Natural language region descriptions
● ● ● ● ● ● ●

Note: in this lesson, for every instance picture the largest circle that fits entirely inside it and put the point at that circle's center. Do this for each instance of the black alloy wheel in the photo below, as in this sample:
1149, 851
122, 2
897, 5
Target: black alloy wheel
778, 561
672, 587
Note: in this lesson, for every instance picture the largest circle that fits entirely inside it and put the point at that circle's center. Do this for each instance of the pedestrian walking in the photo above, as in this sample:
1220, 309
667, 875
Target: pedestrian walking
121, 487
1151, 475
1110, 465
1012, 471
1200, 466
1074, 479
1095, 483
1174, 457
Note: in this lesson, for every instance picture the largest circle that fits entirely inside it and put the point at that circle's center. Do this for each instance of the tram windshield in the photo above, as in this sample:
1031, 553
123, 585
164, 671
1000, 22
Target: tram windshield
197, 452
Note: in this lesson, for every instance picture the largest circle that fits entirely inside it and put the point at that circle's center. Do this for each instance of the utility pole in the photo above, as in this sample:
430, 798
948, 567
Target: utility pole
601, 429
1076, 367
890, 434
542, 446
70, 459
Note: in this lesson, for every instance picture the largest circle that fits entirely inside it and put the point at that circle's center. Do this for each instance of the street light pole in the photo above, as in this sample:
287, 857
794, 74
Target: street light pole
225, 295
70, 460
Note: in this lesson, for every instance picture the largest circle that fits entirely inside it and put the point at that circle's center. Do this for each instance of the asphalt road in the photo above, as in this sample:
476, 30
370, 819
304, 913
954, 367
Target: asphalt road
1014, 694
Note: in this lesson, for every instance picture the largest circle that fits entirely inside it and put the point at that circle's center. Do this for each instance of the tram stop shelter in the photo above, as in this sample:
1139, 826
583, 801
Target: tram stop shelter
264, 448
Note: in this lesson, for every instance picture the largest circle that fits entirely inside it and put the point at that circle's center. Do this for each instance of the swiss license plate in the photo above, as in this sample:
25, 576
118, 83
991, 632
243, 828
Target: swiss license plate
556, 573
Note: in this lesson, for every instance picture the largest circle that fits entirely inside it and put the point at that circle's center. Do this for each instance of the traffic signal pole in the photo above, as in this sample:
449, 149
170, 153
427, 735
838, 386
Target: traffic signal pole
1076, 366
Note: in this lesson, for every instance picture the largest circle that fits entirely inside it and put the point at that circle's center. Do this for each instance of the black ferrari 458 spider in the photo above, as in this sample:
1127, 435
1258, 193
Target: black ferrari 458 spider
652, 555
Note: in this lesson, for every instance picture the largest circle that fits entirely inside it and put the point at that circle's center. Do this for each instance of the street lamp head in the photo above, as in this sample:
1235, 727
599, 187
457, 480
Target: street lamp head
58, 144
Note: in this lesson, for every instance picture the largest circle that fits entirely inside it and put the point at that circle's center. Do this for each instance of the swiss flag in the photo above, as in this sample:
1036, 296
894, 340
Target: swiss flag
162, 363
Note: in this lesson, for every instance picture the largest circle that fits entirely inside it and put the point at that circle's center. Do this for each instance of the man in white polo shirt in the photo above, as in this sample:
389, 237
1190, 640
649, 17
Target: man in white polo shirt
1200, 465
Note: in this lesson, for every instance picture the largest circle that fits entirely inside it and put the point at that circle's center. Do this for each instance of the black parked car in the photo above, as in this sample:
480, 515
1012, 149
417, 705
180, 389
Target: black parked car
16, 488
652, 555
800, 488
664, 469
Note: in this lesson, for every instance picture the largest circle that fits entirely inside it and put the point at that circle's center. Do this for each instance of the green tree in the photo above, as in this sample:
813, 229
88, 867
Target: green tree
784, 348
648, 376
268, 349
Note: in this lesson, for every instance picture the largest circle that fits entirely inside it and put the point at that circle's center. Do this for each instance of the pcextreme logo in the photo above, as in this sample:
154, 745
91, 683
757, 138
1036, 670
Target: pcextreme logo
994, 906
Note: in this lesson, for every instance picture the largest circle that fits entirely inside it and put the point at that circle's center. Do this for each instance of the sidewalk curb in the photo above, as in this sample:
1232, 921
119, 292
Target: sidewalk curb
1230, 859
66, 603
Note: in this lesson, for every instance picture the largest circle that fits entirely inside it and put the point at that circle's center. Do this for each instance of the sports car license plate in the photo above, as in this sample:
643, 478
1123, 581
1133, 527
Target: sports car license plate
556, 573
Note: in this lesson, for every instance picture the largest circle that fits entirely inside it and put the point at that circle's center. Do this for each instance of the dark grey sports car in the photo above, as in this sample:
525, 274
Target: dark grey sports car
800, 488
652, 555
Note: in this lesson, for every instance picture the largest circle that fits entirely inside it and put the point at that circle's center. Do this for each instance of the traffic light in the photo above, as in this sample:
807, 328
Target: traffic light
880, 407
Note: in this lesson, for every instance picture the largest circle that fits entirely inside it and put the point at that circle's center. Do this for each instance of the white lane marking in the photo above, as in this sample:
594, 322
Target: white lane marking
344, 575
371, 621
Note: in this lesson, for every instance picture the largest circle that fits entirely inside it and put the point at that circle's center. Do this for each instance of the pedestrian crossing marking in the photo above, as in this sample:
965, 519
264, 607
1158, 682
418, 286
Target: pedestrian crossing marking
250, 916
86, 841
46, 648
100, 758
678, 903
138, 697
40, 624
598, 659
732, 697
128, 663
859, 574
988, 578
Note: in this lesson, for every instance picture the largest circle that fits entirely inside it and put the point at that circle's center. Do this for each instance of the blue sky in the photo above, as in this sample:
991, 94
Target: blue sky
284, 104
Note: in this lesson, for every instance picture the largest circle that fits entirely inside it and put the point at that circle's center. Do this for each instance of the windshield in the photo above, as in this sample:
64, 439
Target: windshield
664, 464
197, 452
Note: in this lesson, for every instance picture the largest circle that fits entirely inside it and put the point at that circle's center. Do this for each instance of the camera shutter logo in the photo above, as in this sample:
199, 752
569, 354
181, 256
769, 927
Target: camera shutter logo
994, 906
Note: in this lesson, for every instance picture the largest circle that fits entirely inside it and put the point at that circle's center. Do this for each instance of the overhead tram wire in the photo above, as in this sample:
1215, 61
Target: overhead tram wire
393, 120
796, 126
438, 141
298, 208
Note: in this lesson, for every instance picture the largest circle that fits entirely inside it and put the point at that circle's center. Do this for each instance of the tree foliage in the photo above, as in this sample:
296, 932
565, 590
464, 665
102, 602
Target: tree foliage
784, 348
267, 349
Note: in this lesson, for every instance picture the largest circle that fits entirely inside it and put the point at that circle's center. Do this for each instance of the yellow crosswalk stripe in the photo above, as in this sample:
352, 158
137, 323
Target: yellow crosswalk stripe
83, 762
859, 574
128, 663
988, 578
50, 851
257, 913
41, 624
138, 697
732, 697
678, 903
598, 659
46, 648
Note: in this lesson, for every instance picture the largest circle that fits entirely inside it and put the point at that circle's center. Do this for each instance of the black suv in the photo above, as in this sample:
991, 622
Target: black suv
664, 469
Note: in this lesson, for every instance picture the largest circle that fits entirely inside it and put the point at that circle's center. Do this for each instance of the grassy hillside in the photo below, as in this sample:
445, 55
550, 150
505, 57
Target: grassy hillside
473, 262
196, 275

● ● ● ● ● ● ●

Take the entries above and transcribe them in full.

Solution ->
Note: in this lesson, for every instance picture the largest circle that fits entirely inside it and put the point at that circle's center. Do this for each instance of the black alloy wheel in the photo below, as in this sample:
1149, 851
122, 2
897, 5
Target: black alloy wheel
778, 561
672, 587
Note: in this lesson, for every instance picture the largest circle that fits entirely inside it and put the point at that circle's center. Do this for each instance of the pedestrian walking in the photo above, as in this sample:
1220, 309
667, 875
Target: pedestrian walking
121, 487
1151, 475
1110, 465
1012, 471
1200, 466
1074, 479
1095, 483
1174, 457
Note: in this lesson, for every instance picture the largest circle that fits entirely inside it and put the point at that circle's center. Do this for each instance of the tram windshield in the photo above, as in this sample:
1031, 553
123, 585
164, 671
1000, 22
Target: tram windshield
197, 452
Note: in this lesson, for every instance picture the largest circle that fits entirely inside it and put the point at that circle's center. Do this for each instance of the utility pole in the photo above, as in this sample:
430, 798
948, 567
Target: utility pole
601, 429
1076, 367
890, 434
542, 446
70, 459
Note: in this lesson, for every instance picture the largest circle that fits entirely inside it and put the point at that circle's center. Do this for each instance of the street light pole in the photo above, as in this sample:
287, 857
794, 74
Target: street light pole
225, 295
70, 460
Note: in this lesson, for every instance picture the largest circle that fits entirely inside it and put the point at that circle's center. Do this for each instance of the asphalt road in the photo above, as in this sample:
476, 30
370, 819
304, 913
954, 367
Target: asphalt road
1014, 694
Note: in this lesson, for every instance picture the largest circle that fits entirely inside it and put the point at that circle's center. Do this for each instance of the tram stop shelter in the photo above, as in this sample:
1139, 826
583, 801
Target: tram stop shelter
264, 448
Note: in this lesson, for every instance picture the largest circle that fits entirely inside it and put the point at that circle's center. Do this for each instance of the swiss license plate in the photo above, as in this sample:
25, 576
118, 83
991, 632
243, 828
Target: swiss license plate
556, 573
Note: in this lesson, for every instance picture the largest circle that fits entirely inside it and put the point at that circle's center. Do this for each instance of the traffic signal pole in the photo above, as in this sample:
449, 149
170, 153
427, 735
838, 386
Target: traffic signal pole
1076, 366
Note: in this lesson, for every instance picture the largest circle that fits entirely inside it and put the point at that circle's center. Do this for each instance of the black ferrari 458 spider in the photo above, as in this sample:
1127, 435
1258, 193
Target: black ferrari 458 spider
652, 555
Note: in this lesson, for every instance picture the largest circle that fits entirely inside it and put the point at that circle's center. Do this for each instance of the street lamp head in the photo above, as in this sample:
1235, 727
599, 187
457, 480
Target: street lamp head
58, 144
Note: in this lesson, for every instance picture the largest circle that fits entirely inside it and put the point at that circle's center. Do this for each instance of the swiss flag in the photo above, as in this sample:
1036, 296
894, 340
Target: swiss flag
162, 363
Note: in this lesson, for every instance picture the largest circle that fits entirely inside it and put the point at that circle's center. Do this for each instance of the man in white polo shirt in the photo above, as in this sample:
389, 237
1190, 640
649, 17
Target: man in white polo shirt
1200, 465
Note: in this lesson, for every instance picture the largest circle that fits entirely inside it and put the point at that circle's center. Do this for each instance of the black parked car in the photo above, as in this sample:
480, 515
1012, 149
417, 705
180, 389
Target: black parked car
16, 488
652, 555
800, 488
664, 469
Note: in this lesson, for every instance picture the largest circle that fits entirely inside it and put the point at that circle's center. Do this for each instance of the green tree in the photo above, as in this sample:
813, 229
88, 867
Target: green tree
784, 348
648, 376
268, 349
Note: in this lesson, for every instance picture the largest circle that fits entirely inside it and put the point at that circle's center. Do this for each instance of the pcextreme logo in the photo above, as in this sample:
154, 745
91, 683
757, 138
1036, 670
Target: pcextreme logo
994, 906
Note: in this lesson, for every instance picture the largest circle that fits entirely inside it and put the point at that circle's center. Do this for each instance of the sidewalk curb in the photo above, as in this sample:
1232, 921
119, 292
Target: sidewalk curb
1230, 859
66, 603
Note: in this lesson, for every instance picture the largest circle that fits entirely inside it and put the point at that circle's center. Do this for each instance of the sports car license plate in the photo above, as in this sample:
643, 478
1123, 581
1133, 527
Target: sports car license plate
556, 573
Note: in this lesson, for every instance picture the largest circle that fits entirely inside it and put the point at that circle's center. Do this for each instance of the dark grey sports car in the photo above, as in this sample:
525, 274
Target: dark grey sports car
800, 488
652, 555
Note: in this lesson, for every instance picture the largest circle that fits entirely inside it and put the point at that circle's center. Do this for each instance of the traffic light in the photo above, as in this sample:
807, 328
Target: traffic light
880, 407
Note: in this lesson, for every instance picture the largest circle that fits entirely inside it and put the point at that circle's center. Do this for each instance of the white lane marking in the photo above, as in this sample:
594, 322
Target: white lane marking
344, 575
371, 621
Note: in this lesson, for every instance picture the largest circle that fits entirely inside it and put the point at that circle's center. Do this for each instance of the pedestrian crossing marking in the photo above, as in this sample:
965, 519
264, 607
1158, 682
418, 286
Target: pedestrian crossing marking
250, 916
86, 841
46, 648
100, 758
678, 903
138, 697
40, 624
598, 659
732, 697
128, 663
859, 574
988, 578
Note: in this lesson, for every instance picture the largest circle that fits entirely inside it and put the point at that circle's center. Do this for each instance of the blue sky in the photo above, as in this sample:
991, 94
Target: blue sky
284, 104
Note: in this lesson, for every instance picture the largest circle that fits entirely inside it and put the point at that circle's center. Do this for each instance of the windshield in the photo above, as in this sample:
64, 439
Target: windshield
664, 464
197, 452
Note: in this lesson, for every instance picture the largest circle that fits entirely inside it and put the point at that circle's center. Do this for each instance of the camera shutter logo in the photo above, as in this sample:
199, 752
569, 354
181, 256
769, 927
Target: camera shutter logo
994, 906
Note: in this lesson, for every instance picture the largest circle that fits entirely inside it and put the point at that circle's center. Do this for each instance of the overhead tram wire in the photo above, as in this sample:
1215, 61
Target: overhead tram wire
393, 120
796, 126
438, 141
298, 208
Note: in this lesson, for every instance picture the largest circle that fits entirely inside it and put the point at that circle's center. Do this for each instance of the tree foliage in the photo above, as in this sample:
296, 932
565, 590
464, 665
102, 602
Target: tree foliage
784, 348
267, 349
Note: in this lesson, for every instance picture the largest circle that fits entirely inside it and put the point at that circle's center. Do this for each instance of the yellow crosswalk stripe in the photo above, as in this sample:
352, 158
137, 323
Target: yellow crosswalk stripe
83, 762
859, 574
128, 663
988, 578
50, 851
257, 913
41, 624
138, 697
732, 697
678, 903
598, 659
46, 648
Note: in this lesson, for every instance picture the largest circle that fits entirely inside it and put the point at that circle's center. Do this for each instance of the black suv in the photo above, as in this sample:
991, 622
Target: black suv
664, 469
Note: in this lesson, for every instance picture the largest circle that fits entirely inside it and put the point at that circle's center. Do this for each instance of the grassy hillside in the photo below, as in this sample:
445, 55
550, 150
505, 57
Target: grassy hillside
473, 262
196, 275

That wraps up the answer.